DOCUMENT EXTRACT:

Shannon (peacetraveler22) wrote,

The Silver Palm Diner, Chicago

photo (20)

In every town, I try to locate interesting diners. Diners are an American tradition, seen in many Hollywood movies and representative of the community spirit often found in the States. Locals gather to eat cheap and tasty food in a cozy setting, catch up on local news and gossip and spend time with friends. Over the weekend in Chicago, I found a really interesting one called "The Silver Palm." As you can see, the diner is an actual train car.

The diner opened in 2003 and is named after an Amtrak passenger train originally running the route from Miami to Tampa, Florida. The route was discontinued in 1985 as a result of Florida budgetary cuts. However, the Silver Palm was reborn in 1996 running a longer route from Miami to New York City. Amtrak changed the name of the train in 2002 and it's now called "Palmetto."

1. The diner is located about 15 minutes outside Chicago city center, very close to the Ukrainian Village. I visited this ethnic neighborhood and will write a separate report about it, but you can see a cathedral in the distant background. The train car was purchased from the Monad Railway Equipment Company in California and is an actual 1947 dining car, serving in the same capacity as it did on the original train. The owner battled the City of Chicago to get permits to use the car as a dining facility. After a lengthy battle, the Board of Appeals approved it and a special contractor was hired to create the rail foundation and crossing signals. By the way, I've never taken a long journey on a passenger train in the States or anywhere else. Maybe next time I visit Russia I'll go on a train journey. Sure to be an interesting experience.


2. When you first enter the diner you are immediately directed to the dining car.


3. A separate and modern bar is attached to the train car for those who want more space.


4. The bar and actual dining car are filled with amusing and novel signs.


5. Men, this is excellent advice!


6. The bar area is small and leads to the entrance of the dining car. Notice the sign "Smoking is Not Permitted on Trains." Of course anyone who has traveled to America knows smoking is prohibited almost everywhere (restaurants, stores, stadiums, concert halls, even some public parks, etc.). It's one thing I really hated in Russia, going to restaurants or bars and being surrounded by a haze of cigarette smoke. If people want to smoke, it's their choice. However, I prefer to not have it blown in my face at every second.

MATERIAL SHOWN:
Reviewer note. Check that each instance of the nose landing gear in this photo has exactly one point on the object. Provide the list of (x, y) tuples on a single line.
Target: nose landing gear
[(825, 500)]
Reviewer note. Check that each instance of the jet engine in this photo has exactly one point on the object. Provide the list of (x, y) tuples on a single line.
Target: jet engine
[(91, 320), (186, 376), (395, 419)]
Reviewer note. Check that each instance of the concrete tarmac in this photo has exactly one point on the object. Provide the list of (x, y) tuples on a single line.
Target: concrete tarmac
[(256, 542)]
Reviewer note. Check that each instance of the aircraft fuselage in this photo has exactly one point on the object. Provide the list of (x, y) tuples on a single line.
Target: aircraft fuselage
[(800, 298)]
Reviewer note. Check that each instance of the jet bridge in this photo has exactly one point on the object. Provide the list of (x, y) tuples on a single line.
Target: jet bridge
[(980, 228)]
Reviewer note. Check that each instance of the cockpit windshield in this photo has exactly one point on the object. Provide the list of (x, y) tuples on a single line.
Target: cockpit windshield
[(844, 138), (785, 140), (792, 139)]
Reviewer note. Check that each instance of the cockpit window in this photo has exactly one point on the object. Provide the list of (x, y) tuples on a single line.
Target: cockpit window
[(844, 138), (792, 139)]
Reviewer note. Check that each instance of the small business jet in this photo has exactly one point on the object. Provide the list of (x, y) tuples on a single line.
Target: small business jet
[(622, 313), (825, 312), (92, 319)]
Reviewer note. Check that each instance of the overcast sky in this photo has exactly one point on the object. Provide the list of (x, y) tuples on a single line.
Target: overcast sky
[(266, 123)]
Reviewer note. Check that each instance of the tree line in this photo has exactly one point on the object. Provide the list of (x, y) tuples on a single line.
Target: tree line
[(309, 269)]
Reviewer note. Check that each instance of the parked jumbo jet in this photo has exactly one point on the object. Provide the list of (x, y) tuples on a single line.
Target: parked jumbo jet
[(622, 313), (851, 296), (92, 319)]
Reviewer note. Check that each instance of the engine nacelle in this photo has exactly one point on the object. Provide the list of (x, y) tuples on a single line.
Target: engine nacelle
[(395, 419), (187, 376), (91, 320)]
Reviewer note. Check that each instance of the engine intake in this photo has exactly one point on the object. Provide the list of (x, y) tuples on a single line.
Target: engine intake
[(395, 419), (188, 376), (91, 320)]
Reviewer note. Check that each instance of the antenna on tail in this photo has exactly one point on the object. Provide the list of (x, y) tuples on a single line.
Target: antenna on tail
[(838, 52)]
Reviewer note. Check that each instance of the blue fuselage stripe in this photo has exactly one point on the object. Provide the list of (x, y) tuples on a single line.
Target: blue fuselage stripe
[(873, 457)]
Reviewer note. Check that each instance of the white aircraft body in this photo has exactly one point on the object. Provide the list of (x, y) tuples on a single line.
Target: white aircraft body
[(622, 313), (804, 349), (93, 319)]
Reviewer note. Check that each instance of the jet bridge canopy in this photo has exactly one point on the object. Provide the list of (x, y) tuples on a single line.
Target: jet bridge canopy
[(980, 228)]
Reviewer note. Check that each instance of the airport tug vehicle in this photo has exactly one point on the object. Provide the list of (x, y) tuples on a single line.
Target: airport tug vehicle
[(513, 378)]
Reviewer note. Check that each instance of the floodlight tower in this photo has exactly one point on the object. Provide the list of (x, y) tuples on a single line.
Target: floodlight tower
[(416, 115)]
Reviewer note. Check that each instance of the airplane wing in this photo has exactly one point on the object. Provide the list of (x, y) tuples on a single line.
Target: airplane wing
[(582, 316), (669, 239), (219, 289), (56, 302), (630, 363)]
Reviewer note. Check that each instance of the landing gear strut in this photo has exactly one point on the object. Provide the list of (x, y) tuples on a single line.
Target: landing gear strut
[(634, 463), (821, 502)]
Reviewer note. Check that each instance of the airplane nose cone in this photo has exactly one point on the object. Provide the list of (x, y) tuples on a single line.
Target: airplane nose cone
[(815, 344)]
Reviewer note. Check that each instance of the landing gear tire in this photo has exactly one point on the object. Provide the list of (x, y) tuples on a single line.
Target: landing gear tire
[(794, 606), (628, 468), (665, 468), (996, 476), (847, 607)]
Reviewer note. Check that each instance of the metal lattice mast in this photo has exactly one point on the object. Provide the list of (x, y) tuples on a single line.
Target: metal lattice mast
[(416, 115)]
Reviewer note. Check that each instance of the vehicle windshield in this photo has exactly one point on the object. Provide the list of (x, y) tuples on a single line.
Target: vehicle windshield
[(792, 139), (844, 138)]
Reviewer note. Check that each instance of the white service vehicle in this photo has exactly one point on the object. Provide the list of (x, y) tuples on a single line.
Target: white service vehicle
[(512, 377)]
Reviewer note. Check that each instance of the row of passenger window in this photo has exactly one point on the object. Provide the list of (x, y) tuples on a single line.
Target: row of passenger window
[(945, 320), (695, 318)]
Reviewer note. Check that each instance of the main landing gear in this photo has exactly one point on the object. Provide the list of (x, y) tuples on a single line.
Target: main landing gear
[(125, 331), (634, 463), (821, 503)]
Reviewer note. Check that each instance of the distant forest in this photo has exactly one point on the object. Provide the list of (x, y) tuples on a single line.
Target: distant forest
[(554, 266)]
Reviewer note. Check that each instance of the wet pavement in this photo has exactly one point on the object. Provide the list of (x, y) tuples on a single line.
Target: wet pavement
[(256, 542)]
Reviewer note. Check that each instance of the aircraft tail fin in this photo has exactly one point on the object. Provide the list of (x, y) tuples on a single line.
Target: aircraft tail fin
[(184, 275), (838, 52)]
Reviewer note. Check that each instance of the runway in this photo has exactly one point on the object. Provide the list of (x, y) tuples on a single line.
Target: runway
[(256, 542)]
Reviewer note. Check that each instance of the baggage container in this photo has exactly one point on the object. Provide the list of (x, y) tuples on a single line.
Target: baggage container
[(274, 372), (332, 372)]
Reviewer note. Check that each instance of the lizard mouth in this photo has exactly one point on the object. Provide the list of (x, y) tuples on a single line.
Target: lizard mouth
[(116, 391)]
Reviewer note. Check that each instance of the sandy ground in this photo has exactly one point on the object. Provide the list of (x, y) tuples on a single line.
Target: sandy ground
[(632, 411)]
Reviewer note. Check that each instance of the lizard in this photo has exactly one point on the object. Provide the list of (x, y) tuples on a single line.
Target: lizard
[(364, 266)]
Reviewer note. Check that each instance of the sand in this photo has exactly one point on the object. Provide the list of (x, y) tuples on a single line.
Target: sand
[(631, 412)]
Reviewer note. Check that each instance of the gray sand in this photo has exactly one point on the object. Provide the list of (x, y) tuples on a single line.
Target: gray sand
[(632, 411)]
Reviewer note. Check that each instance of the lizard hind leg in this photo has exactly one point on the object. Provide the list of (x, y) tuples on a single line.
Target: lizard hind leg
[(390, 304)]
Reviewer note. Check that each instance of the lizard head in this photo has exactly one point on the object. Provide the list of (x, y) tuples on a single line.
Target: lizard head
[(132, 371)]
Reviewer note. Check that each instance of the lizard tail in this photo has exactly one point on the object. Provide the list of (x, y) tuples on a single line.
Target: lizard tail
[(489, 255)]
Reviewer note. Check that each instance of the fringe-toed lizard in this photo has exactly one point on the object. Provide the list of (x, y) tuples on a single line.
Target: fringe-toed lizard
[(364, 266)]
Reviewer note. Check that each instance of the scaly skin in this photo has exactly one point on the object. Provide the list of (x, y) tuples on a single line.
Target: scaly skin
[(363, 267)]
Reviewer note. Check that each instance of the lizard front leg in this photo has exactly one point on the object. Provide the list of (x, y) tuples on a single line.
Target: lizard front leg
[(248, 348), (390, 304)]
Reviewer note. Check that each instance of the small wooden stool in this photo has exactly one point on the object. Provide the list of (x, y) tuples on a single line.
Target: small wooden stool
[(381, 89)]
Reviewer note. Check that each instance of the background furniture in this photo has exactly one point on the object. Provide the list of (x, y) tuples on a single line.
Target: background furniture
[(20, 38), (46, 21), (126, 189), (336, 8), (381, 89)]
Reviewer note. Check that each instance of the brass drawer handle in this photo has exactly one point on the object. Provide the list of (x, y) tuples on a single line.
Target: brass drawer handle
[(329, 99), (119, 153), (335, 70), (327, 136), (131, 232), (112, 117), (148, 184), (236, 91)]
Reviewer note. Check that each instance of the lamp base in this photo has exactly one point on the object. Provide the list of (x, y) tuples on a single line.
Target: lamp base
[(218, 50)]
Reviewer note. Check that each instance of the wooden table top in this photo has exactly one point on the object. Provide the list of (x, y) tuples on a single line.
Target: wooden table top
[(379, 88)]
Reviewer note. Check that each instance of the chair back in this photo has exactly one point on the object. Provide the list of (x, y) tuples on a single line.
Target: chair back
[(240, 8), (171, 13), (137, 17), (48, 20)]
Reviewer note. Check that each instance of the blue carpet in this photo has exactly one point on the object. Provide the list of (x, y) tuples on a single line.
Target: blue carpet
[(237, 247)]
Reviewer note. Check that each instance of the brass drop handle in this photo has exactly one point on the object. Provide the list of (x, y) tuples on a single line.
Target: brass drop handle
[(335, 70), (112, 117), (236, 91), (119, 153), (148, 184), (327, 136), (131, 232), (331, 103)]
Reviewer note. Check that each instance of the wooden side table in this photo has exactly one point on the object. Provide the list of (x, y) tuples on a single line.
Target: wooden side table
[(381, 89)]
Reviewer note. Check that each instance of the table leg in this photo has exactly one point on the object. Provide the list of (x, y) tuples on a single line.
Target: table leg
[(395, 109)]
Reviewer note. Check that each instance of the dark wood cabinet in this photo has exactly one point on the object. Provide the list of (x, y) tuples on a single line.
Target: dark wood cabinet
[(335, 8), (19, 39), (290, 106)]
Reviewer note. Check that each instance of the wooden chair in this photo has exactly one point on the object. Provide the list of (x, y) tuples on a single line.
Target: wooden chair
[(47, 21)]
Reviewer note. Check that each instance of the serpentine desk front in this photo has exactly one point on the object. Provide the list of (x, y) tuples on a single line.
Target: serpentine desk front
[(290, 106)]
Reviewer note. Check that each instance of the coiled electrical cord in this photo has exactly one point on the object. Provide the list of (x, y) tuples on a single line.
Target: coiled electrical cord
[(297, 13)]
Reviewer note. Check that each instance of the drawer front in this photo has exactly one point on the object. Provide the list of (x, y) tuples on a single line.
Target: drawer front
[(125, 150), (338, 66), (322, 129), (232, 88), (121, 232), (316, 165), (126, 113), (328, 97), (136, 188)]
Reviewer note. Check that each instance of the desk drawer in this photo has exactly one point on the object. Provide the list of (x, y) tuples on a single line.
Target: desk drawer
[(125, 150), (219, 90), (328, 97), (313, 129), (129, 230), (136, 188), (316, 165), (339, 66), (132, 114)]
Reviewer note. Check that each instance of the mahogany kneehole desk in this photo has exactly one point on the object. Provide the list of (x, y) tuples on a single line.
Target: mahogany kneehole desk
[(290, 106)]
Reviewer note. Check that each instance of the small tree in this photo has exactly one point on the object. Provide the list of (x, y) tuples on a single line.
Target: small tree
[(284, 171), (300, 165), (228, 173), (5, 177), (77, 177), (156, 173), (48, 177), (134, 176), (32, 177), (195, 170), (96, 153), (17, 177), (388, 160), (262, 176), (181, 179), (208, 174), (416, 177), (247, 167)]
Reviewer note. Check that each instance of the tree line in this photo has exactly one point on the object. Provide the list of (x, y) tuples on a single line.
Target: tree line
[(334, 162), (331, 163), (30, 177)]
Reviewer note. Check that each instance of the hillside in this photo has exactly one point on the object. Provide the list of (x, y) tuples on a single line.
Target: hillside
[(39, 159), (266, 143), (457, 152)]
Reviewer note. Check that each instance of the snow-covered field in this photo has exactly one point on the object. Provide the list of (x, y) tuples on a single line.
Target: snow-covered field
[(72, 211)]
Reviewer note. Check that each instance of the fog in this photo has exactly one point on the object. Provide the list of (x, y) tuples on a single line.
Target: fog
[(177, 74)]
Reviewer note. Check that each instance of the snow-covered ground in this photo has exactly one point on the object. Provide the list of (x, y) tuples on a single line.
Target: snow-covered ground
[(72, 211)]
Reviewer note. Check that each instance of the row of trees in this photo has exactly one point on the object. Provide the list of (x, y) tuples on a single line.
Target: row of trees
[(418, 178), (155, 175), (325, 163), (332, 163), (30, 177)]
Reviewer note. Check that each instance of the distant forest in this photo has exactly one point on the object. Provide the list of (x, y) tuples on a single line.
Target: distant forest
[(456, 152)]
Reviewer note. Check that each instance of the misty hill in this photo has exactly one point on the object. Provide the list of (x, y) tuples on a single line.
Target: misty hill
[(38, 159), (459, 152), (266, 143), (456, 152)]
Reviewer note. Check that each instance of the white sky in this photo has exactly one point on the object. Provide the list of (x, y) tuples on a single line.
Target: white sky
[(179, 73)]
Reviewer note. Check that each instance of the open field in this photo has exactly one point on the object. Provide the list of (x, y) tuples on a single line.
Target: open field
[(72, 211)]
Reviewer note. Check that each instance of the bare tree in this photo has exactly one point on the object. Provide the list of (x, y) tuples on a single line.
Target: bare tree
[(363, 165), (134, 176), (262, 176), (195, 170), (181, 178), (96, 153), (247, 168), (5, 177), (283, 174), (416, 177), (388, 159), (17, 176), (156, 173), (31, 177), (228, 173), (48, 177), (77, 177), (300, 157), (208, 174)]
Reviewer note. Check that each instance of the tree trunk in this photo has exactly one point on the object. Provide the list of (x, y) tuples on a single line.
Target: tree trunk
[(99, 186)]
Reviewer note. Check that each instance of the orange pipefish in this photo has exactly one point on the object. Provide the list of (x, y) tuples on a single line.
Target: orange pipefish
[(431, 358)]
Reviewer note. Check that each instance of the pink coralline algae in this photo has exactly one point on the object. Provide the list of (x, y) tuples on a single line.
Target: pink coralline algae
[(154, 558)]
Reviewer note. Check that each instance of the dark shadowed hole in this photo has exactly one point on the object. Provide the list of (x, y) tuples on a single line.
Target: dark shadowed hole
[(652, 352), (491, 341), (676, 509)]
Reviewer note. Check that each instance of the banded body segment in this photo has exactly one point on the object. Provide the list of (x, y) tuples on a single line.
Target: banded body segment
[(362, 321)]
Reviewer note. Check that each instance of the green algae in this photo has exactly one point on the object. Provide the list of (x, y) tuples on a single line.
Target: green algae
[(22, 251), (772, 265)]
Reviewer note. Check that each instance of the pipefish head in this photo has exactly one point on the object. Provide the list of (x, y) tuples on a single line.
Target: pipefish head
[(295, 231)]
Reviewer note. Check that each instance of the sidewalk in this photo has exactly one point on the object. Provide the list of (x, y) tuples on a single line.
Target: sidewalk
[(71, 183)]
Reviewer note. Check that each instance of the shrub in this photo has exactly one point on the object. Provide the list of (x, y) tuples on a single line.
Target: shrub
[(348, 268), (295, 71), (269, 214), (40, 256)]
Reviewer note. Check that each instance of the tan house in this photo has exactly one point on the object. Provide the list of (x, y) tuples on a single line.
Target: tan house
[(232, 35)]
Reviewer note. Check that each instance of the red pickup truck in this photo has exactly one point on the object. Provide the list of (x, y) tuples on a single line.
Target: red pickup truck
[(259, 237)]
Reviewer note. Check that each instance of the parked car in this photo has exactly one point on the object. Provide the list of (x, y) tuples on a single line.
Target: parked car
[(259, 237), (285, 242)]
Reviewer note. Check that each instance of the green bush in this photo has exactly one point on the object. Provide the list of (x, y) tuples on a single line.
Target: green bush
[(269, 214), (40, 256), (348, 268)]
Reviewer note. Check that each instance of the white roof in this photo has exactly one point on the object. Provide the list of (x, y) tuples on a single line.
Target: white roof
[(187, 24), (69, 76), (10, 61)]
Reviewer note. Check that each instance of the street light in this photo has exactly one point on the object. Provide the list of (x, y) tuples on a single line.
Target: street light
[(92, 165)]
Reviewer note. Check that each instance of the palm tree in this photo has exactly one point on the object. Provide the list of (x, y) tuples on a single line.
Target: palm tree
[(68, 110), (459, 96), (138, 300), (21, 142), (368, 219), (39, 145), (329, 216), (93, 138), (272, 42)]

STATED PROBLEM A:
Read the three statements below about the Silver Palm Diner text. For each one, answer yes or no and quote the words of the text that decide it.
(i) The diner opened in 1996.
(ii) The train car was bought from a company in California.
(iii) The writer has taken a long journey on a passenger train.
STATED PROBLEM B:
Use the Silver Palm Diner text to answer these questions:
(i) In what year was the dining car built?
(ii) What is the Amtrak train called now?
(iii) Which body approved the use of the car as a dining facility?

RESPONSE A:
(i) No: "The diner opened in 2003"
(ii) Yes: "The train car was purchased from the Monad Railway Equipment Company in California"
(iii) No: "I've never taken a long journey on a passenger train in the States or anywhere else."

RESPONSE B:
(i) 1947
(ii) "Palmetto."
(iii) The Board of Appeals